### Your instructions
When writing out the listing below, reproduce every word exactly and skip the pictures.

### Raw data
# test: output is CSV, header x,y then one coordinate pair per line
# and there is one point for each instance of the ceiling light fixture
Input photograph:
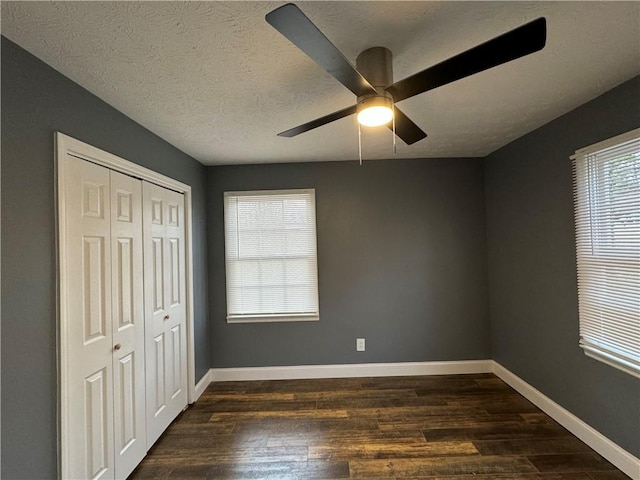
x,y
375,110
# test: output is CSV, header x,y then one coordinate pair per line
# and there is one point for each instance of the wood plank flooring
x,y
392,428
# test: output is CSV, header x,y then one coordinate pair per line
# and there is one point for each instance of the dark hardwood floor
x,y
436,427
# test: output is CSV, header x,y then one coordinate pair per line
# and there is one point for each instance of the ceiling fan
x,y
371,80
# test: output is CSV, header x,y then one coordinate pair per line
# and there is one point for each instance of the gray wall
x,y
532,267
36,101
401,260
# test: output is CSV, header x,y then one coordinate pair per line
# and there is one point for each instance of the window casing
x,y
607,216
271,256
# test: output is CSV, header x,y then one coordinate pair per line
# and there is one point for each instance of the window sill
x,y
611,360
273,318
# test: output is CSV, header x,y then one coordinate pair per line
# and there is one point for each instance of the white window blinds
x,y
607,216
271,264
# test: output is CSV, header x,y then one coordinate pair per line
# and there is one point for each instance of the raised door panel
x,y
165,313
96,401
86,336
128,323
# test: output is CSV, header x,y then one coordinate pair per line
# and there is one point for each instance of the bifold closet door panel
x,y
165,307
128,323
87,329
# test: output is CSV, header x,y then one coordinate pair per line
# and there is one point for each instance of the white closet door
x,y
165,307
103,332
128,323
87,330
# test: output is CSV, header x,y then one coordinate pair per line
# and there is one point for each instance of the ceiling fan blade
x,y
293,24
318,122
528,38
408,131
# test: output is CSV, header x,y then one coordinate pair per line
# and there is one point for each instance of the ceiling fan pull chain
x,y
360,144
393,119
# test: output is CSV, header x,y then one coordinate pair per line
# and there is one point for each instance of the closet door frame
x,y
66,145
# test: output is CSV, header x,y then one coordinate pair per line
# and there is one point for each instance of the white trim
x,y
202,385
618,456
64,145
350,370
609,142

### Answer box
# test: output is CSV, header x,y then one coordinate pair per line
# and there is one point for each instance of the ceiling light fixture
Input photograph:
x,y
375,110
# test: output is CSV, header x,y then one coordinate pair per line
# and there is one point for each instance of the wood plank flooring
x,y
392,428
# test: output is CSV, header x,y then one coordinate pair per line
# and there is one point for each instance of the dark hardwood floor
x,y
436,427
# test: output is CSV, header x,y then one coordinate pair per line
# and there is one point for each instance of the ceiling fan
x,y
371,80
# test: output is CSV, header x,y then one coordinate pair per line
# and there is one point for each instance of the gray wall
x,y
532,267
36,101
401,260
# test: output is CSV, header x,y then one coordinate pair per line
# and there is one point for each instance of the window casing
x,y
607,216
271,256
# test: output is CSV, header x,y then one coordinate pair per line
# and there is one point for each instance of the window sill
x,y
611,360
273,318
# test: output is CSV, header x,y then one coordinate pair per line
# and there is one point for each instance of the white window blinds
x,y
607,216
271,264
# test: output is CSV, header x,y then one coordinate pair per line
# and there is one point for each instance of the raised door panel
x,y
165,313
96,401
86,336
128,323
# test: output is CSV, header x,y then one coordinate pair per line
# and there is one point for each instance of the bifold closet door panel
x,y
165,307
128,323
87,329
# test: output is CSV, header x,y then one coordinate pair per line
# and there is one point for each instance of the white closet door
x,y
165,307
103,332
128,323
87,330
# test: output is CSV, header x,y then one coordinate pair per line
# and there is one point for each instance of the ceiling fan blade
x,y
293,24
318,122
528,38
408,131
# test: output is CSV, header x,y then one coordinate pair per line
# and there is one point for each instance of the ceiling fan pull chain
x,y
360,144
393,119
# test: output is CSV, header x,y then one coordinate pair per line
# and there is one point for each instance of the closet door frame
x,y
66,145
# test: output is CSV, header x,y then one coordinate pair per line
# and there is one point for each instance of the white trim
x,y
202,385
618,456
64,145
350,370
609,142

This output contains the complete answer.